## Tasks for this exercise
#1 According to the article on palliative care in Parkinson's disease, what reasons explain the reluctance to consider an early approach to palliation? List all of them.
#2 Extend the article on palliative care in Parkinson's disease with a passage that continues after its last sentence.

## Selected text
Reshaping palliative care in PD 


Dr. Angelo Antonini discusses how the Parkinson's disease palliative project is working to develop new standards for multidisciplinary palliative care.


The challenges facing people with Parkinson's disease become increasingly complex as the disease progresses. Despite optimal medical treatment, many people experience increasing unmet needs, including problems with mobility and cognition, which need to be properly addressed by the person and family living with the disease.

In the PD_Pal project, we are in the process of validating a new model of palliative care that would be easily integrated with traditional management when disability limits mobility and independence. The definition of the World Health Organization describes palliative care as "an approach that improves the quality of life of patients and their families coping with the problem associated with life-threatening serious illnesses, through the prevention and relief of suffering through the 'early identification and assessment and treatment of pain and other problems, physical, psychosocial and spiritual.' "

In current practice, palliative care is either not introduced at all in people with Parkinson's or it is introduced very late, in the final stages of the disease. This reluctance to consider an early approach to palliation exists because Parkinson's disease is generally not a terminal disease and because it has slow progression and typically long survival.

Referring expression data:
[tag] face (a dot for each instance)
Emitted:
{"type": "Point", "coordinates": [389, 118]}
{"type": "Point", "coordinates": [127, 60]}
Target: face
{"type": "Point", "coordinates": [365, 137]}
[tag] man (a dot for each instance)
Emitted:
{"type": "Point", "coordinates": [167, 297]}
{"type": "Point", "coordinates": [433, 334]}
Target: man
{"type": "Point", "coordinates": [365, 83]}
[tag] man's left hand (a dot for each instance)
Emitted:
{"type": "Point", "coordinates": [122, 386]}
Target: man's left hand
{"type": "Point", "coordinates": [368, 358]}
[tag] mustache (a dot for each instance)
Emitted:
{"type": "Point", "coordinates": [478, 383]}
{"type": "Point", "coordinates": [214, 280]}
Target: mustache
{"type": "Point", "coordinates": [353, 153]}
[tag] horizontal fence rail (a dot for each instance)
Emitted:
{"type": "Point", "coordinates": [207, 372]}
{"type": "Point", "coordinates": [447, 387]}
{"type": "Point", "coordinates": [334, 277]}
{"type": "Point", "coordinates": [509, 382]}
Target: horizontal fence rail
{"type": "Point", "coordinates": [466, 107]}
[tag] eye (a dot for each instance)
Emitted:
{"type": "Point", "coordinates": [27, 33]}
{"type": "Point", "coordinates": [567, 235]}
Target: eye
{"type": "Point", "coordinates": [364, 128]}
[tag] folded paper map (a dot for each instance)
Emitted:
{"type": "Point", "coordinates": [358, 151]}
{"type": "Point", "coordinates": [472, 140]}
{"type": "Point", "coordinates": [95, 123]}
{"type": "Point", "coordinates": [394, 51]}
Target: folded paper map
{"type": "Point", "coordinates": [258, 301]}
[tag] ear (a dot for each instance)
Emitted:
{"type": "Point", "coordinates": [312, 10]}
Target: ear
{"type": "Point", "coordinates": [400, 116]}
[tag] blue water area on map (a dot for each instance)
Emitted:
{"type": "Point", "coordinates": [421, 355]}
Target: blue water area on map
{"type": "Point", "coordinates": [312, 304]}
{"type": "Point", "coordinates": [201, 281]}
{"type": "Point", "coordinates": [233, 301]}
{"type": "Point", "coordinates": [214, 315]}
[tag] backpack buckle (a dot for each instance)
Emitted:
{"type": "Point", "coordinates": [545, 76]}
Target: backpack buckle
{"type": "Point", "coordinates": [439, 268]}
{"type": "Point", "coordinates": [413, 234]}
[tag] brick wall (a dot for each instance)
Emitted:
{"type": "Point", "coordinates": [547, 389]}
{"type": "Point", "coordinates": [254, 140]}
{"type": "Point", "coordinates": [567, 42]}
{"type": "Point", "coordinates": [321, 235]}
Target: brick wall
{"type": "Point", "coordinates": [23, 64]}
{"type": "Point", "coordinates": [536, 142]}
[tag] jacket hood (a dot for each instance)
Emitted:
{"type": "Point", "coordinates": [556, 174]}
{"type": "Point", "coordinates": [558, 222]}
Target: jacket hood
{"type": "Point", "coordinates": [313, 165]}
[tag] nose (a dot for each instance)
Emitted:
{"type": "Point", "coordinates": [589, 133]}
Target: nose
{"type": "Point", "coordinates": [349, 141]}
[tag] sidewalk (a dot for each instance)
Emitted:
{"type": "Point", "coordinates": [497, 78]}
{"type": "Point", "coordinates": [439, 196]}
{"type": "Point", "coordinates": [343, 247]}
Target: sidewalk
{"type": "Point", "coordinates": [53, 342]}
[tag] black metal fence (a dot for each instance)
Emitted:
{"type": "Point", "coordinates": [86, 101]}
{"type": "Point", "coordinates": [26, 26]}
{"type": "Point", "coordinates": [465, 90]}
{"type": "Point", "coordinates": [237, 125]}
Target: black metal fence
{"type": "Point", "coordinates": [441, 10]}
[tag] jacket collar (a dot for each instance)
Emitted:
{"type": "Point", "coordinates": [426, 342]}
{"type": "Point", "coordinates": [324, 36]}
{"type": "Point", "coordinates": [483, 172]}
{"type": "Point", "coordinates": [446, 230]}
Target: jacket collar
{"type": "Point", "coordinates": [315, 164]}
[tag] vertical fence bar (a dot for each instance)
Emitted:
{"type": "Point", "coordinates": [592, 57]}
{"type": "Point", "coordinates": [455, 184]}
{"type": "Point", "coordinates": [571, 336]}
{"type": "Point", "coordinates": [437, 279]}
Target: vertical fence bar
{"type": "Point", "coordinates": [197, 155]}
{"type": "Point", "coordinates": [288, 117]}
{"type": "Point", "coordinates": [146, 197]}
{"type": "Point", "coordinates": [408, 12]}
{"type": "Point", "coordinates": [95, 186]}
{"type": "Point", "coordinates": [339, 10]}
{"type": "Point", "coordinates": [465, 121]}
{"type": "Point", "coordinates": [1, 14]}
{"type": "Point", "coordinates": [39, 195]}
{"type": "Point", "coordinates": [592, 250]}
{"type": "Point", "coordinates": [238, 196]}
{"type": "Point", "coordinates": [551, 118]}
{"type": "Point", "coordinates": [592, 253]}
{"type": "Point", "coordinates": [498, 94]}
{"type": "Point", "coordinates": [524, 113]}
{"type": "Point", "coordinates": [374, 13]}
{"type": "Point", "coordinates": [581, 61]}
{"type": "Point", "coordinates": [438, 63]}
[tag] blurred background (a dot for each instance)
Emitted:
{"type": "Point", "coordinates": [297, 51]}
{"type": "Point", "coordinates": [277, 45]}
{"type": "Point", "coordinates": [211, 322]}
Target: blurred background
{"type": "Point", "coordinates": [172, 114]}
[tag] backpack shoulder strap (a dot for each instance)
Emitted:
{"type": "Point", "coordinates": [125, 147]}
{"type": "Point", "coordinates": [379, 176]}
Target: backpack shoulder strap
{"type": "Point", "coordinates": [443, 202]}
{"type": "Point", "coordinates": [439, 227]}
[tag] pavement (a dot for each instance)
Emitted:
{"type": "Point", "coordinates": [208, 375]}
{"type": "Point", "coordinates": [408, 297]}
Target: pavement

## Answers by item number
#1
- Parkinson's disease is generally not a terminal disease.
- It has slow progression.
- It typically has long survival.

#2
In the PD_Pal, we address different aspects of the disease that contribute to frailty and impact the quality of life of people with Parkinson's, justifying an early educational intervention involving those who deal with this pathology. Many disorders in the advanced stages benefit only in part from drug therapy and require an integrated multidisciplinary approach for their management. Only with the implementation of an integrated model of care that allows remote monitoring of the person, and that facilitates home management also through the development of targeted health education programs, will we be able to really change the quality of life of all those who suffer from Parkinson's and who turn to health facilities in search of concrete help for their problems.